Instructions to follow: Lay out the records below as a two-column CSV with the headers record_text and answer, one row per record. Put each record's full text and its answer in a single quoted field apiece, and replace line breaks with spaces.

Input data:
====================

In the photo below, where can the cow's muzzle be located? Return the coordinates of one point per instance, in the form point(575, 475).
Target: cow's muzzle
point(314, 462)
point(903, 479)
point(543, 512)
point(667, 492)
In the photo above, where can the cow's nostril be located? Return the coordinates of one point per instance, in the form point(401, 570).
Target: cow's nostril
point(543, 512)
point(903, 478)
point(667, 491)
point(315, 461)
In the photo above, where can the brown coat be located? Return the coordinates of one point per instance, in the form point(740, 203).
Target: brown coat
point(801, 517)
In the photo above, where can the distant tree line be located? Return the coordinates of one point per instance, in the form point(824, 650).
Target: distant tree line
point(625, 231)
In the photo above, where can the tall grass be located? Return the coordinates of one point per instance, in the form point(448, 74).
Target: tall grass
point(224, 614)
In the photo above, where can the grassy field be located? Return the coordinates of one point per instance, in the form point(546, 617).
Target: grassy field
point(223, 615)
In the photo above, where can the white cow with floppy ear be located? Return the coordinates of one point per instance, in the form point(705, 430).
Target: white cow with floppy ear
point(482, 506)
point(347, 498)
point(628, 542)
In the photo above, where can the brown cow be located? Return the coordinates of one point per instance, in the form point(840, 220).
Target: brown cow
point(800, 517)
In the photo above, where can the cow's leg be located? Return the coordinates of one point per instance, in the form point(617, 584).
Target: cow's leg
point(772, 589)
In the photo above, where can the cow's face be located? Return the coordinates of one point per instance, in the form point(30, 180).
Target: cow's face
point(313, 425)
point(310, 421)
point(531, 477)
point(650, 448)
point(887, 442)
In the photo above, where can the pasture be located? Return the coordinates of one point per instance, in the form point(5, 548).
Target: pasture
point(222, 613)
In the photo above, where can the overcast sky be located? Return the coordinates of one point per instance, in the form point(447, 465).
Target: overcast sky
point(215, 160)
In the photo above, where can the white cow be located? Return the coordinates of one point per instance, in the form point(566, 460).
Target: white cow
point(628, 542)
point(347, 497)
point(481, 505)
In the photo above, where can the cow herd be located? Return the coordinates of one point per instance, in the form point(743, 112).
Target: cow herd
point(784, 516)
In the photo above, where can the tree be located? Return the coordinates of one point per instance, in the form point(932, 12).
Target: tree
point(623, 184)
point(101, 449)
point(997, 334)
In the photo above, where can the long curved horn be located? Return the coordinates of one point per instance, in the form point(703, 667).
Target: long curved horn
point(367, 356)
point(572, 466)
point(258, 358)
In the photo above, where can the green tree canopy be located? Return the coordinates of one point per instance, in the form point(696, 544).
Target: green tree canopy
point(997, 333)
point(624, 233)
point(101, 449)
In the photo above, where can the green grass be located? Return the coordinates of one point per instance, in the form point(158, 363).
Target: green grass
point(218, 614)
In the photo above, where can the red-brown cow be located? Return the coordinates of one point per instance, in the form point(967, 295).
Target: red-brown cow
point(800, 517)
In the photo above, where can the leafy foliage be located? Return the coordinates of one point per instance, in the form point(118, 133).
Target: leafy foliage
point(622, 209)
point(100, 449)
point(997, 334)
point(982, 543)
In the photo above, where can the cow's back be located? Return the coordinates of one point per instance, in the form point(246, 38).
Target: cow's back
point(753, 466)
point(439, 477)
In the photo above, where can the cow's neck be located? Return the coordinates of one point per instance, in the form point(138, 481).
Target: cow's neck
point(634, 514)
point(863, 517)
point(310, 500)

====================

Finished task:
record_text,answer
"In the photo below, where can the cow's muzzle be located? Return the coordinates of one point per instance, in the form point(575, 475). Target: cow's muzzle","point(314, 462) point(903, 479) point(543, 512) point(667, 492)"
"In the photo above, where can the cow's nostril be located? Return the coordinates of one point per instance, in the form point(401, 570). Target: cow's nostril","point(543, 512) point(903, 478) point(667, 491) point(315, 461)"
"In the photo above, where can the brown coat be located? Return the coordinates of one point per instance, in the form point(740, 203). Target: brown coat","point(801, 517)"
"In the photo above, where can the distant tree line be located? Return the coordinates of one point per instance, in the form point(824, 650). Target: distant tree line","point(625, 231)"
"In the photo above, where can the tall grass be located? Return the coordinates of one point per instance, in the form point(448, 74). Target: tall grass","point(224, 614)"
"In the photo above, where can the grassy field be located? Return the coordinates of one point per instance, in the form point(546, 617). Target: grassy field","point(223, 615)"
"In the photo above, where can the white cow with floppy ear be located? Return the coordinates of one point per instance, in the form point(705, 430). Target: white cow with floppy ear","point(482, 506) point(347, 498) point(628, 542)"
"In the photo above, where can the brown cow be located? Return the coordinates of one point per instance, in the form point(840, 220). Target: brown cow","point(800, 517)"
"In the photo above, where can the cow's leg be located? Return the coordinates of one point per instance, in the form point(617, 584). Target: cow's leg","point(772, 589)"
"In the photo above, where can the cow's face be located? Return the coordinates of one point per instance, in the form point(30, 180). Target: cow's face","point(313, 425) point(310, 421) point(531, 477) point(650, 448) point(887, 442)"
"In the photo above, where can the pasture be located? Return the coordinates of one point per instance, in the form point(5, 548). Target: pasture","point(222, 613)"
"In the photo above, where can the overcast sky be located? Return the coordinates of one point per instance, in the form point(447, 465). Target: overcast sky","point(215, 160)"
"In the photo above, where can the white cow be located? Return the coordinates of one point per instance, in the form point(566, 460). Target: white cow","point(628, 542) point(347, 497) point(481, 505)"
"In the photo above, where can the cow herd be located? Return the coordinates of one point per instance, in the form point(743, 112). Target: cow herd","point(784, 516)"
"In the photo above, where can the tree be located? Return the coordinates of one point per instance, in the form point(932, 12). Target: tree","point(623, 184) point(101, 449) point(997, 334)"
"In the photo above, where can the long curved horn be located? Return the coordinates of one point per instance, in the form point(703, 667). Target: long curved horn","point(367, 356) point(572, 466) point(258, 358)"
"In the photo above, where can the green tree canopy be located? Return the coordinates of one point per instance, in the form point(696, 544). Target: green tree canopy","point(997, 333) point(624, 233) point(101, 449)"
"In the photo above, where can the green grass be located? Return the coordinates of one point per instance, in the form point(158, 363). Target: green grass","point(218, 614)"
"In the photo above, where can the red-brown cow be located? Return the coordinates of one point per instance, in the form point(967, 295). Target: red-brown cow","point(800, 517)"
"In the photo above, where can the leafy foliage be located? Return the coordinates of one point per instance, in the form point(118, 133). Target: leafy foliage","point(622, 209) point(100, 449) point(997, 334) point(982, 543)"
"In the photo above, where can the cow's back be located? Return the coordinates of one point per instance, in the form point(246, 38). Target: cow's back","point(753, 466) point(439, 477)"
"In the photo above, where can the cow's neck be located? Return the coordinates of one point per instance, in the form point(138, 481). Target: cow's neck","point(634, 514) point(863, 517) point(310, 500)"